#### [RECORD EXTRACTS]

__________________________________________________

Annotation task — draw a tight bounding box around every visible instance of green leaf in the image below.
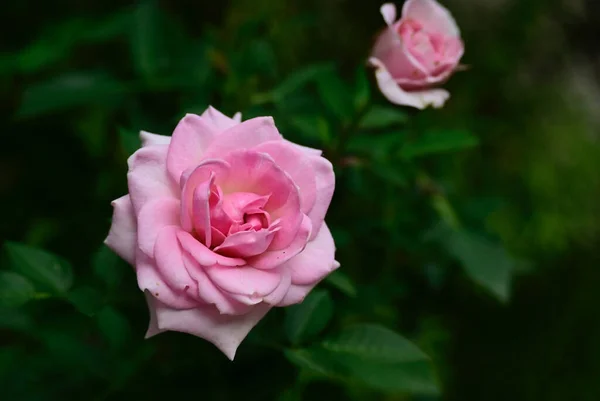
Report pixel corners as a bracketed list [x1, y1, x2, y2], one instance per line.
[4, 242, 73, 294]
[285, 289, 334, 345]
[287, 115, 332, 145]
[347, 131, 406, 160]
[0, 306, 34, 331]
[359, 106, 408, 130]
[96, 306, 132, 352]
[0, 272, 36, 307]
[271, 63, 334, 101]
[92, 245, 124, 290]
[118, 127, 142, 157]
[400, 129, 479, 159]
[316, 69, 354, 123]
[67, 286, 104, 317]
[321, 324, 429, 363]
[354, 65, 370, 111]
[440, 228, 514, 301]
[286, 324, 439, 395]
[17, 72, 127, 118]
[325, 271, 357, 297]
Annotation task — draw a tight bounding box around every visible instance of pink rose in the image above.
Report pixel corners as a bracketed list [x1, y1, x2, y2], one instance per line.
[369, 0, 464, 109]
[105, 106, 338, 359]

__________________________________________________

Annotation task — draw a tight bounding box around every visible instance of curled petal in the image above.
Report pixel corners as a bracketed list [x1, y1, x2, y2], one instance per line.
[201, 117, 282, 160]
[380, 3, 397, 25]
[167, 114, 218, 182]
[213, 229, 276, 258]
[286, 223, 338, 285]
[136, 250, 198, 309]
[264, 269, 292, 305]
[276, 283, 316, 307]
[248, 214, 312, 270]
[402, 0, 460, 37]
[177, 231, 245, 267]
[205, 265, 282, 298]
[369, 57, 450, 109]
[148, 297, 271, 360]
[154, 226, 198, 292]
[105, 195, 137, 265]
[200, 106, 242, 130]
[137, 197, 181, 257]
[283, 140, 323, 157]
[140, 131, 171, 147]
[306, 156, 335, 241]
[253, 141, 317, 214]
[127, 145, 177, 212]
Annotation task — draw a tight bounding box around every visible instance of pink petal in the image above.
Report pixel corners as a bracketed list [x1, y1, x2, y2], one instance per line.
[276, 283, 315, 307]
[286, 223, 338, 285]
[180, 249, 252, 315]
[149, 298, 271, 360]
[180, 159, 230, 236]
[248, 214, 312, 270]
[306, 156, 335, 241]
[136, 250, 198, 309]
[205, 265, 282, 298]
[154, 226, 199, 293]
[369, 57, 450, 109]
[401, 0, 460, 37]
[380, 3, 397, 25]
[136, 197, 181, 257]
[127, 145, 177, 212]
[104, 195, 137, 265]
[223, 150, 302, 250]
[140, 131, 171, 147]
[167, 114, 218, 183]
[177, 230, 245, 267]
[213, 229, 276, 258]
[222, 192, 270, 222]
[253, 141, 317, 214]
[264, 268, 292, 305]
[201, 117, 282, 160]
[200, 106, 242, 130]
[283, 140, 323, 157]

__________________________________________________

#### [EXERCISE DESCRIPTION]
Go through the entries and count the lines where the word "above" appears; give only the count.

#### [WORKED SOLUTION]
3